Task prompt
Only lines with the word "target" are needed; collect each of them from the listing below.

Exercise inputs
BEGIN
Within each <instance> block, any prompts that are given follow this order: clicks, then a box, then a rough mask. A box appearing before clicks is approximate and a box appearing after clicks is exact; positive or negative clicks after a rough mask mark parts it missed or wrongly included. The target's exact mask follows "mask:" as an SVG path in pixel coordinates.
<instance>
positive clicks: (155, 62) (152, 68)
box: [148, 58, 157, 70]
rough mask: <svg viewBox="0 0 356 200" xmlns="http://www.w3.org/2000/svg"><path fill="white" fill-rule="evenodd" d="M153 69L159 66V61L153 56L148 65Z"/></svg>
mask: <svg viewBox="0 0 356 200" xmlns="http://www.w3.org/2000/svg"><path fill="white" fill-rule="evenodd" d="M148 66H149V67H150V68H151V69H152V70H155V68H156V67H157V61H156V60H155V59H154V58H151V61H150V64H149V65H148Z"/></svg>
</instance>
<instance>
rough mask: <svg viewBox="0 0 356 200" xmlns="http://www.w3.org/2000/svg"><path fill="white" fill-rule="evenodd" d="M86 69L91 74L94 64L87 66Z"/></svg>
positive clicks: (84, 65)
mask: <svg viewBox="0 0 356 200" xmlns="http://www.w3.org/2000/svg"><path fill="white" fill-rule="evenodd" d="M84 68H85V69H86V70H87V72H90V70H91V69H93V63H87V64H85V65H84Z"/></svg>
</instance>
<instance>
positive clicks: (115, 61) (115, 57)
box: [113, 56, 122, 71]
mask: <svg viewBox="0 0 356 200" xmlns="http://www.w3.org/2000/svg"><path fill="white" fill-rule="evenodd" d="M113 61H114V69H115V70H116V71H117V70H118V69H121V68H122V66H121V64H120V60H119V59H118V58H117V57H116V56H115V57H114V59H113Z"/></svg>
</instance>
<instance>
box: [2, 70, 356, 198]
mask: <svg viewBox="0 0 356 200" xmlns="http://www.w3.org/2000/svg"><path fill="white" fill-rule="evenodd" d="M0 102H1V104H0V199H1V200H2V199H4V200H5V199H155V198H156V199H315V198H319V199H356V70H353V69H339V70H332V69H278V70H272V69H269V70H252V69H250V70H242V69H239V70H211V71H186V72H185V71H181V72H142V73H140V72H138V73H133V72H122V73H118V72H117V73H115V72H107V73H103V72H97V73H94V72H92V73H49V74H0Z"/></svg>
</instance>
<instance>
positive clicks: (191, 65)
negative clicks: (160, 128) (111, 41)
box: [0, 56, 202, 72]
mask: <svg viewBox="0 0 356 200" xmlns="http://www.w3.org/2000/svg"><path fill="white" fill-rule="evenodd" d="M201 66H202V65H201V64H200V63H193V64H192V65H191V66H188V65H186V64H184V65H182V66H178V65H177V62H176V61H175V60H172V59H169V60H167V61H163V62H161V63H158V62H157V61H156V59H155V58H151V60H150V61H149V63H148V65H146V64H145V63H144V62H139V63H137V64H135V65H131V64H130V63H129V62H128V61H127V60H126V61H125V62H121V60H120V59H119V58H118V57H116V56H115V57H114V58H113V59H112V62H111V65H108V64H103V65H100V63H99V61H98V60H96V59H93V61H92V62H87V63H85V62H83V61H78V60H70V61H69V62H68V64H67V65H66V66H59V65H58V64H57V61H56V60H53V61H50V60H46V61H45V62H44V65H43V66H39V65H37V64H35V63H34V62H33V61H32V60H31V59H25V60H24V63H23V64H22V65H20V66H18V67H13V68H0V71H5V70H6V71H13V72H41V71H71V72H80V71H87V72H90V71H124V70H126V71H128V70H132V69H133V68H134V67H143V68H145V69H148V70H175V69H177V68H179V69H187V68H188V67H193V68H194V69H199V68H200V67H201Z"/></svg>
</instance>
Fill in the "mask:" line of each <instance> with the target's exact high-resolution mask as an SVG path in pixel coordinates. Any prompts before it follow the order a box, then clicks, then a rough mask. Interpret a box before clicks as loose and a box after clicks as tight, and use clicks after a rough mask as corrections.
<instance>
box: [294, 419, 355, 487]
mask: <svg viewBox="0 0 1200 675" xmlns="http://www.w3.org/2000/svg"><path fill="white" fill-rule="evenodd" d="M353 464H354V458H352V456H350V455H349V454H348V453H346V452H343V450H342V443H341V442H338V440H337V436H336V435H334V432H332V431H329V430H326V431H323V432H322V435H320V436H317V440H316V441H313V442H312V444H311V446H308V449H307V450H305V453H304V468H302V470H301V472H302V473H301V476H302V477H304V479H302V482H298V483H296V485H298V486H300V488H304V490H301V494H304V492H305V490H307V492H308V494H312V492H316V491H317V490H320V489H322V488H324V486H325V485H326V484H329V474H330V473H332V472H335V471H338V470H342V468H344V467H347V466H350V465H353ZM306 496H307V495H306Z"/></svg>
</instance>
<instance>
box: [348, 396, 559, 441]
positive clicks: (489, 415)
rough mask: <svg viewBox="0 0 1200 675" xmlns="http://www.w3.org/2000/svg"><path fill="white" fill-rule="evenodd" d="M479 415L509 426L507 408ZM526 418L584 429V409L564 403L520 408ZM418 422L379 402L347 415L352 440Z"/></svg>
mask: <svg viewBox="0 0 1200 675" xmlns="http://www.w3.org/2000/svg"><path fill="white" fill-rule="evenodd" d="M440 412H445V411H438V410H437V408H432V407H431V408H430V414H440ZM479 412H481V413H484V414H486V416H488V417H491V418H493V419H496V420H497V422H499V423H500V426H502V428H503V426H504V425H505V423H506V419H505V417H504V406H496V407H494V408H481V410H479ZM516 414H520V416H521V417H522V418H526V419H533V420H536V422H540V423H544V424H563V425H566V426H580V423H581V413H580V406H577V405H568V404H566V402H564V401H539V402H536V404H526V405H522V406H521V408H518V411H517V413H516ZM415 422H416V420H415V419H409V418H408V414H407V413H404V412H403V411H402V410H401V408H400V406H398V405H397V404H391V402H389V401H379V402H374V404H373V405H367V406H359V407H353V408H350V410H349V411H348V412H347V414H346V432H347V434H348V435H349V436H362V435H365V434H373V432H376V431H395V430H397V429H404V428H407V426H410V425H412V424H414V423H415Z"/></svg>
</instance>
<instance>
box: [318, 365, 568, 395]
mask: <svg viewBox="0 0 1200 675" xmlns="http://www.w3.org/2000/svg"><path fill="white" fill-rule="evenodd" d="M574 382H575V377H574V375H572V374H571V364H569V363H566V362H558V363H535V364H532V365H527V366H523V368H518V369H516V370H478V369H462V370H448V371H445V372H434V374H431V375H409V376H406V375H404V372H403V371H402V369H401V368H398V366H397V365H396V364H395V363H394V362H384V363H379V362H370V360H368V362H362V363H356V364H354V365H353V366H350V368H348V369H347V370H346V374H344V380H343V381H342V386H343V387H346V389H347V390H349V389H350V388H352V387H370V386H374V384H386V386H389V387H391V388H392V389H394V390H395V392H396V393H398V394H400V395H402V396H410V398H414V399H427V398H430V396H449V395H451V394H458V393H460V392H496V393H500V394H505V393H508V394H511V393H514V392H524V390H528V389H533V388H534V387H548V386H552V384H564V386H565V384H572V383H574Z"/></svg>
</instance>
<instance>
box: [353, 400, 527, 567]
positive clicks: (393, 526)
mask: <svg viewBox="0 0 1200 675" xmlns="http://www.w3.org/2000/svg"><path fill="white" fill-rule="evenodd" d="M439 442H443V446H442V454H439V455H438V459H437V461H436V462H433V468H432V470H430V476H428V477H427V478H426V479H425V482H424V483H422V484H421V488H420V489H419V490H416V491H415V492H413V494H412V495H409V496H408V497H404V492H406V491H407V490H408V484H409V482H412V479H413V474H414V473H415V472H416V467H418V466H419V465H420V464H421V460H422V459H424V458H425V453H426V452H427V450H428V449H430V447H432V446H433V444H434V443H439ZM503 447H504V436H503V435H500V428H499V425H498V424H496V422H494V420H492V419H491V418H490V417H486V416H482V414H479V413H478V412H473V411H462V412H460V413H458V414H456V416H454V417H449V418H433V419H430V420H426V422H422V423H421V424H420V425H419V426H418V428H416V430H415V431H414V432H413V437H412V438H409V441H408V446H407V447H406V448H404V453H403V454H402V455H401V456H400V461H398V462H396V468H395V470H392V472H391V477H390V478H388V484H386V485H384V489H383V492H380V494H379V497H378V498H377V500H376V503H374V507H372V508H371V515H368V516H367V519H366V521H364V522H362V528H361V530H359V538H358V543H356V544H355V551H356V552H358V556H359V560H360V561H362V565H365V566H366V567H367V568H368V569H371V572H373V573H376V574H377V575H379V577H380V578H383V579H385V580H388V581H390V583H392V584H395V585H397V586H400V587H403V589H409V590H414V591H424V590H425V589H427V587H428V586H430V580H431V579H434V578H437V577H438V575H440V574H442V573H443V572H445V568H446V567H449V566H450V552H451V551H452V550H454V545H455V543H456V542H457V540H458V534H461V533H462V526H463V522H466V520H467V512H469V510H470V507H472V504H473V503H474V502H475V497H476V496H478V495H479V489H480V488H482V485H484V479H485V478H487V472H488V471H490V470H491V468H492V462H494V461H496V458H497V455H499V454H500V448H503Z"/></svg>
END
Solution to this task
Within each <instance> block, any prompts that are given follow this order: clicks, then a box, then a rough mask. A box appearing before clicks is approximate and a box appearing after clicks is exact; positive or negative clicks after a rough mask mark parts it missed or wrongly included. The target's exact mask follows "mask:" as an SVG path in pixel coordinates.
Fill in the "mask:" line of each <instance> with the target's exact high-resolution mask as an SVG path in pixel coordinates. Any prompts before it follow the order a box, then clicks, then a rough mask. Interpret a box before clicks as loose and a box after clicks as tight, and use clicks after a rough mask as corrections.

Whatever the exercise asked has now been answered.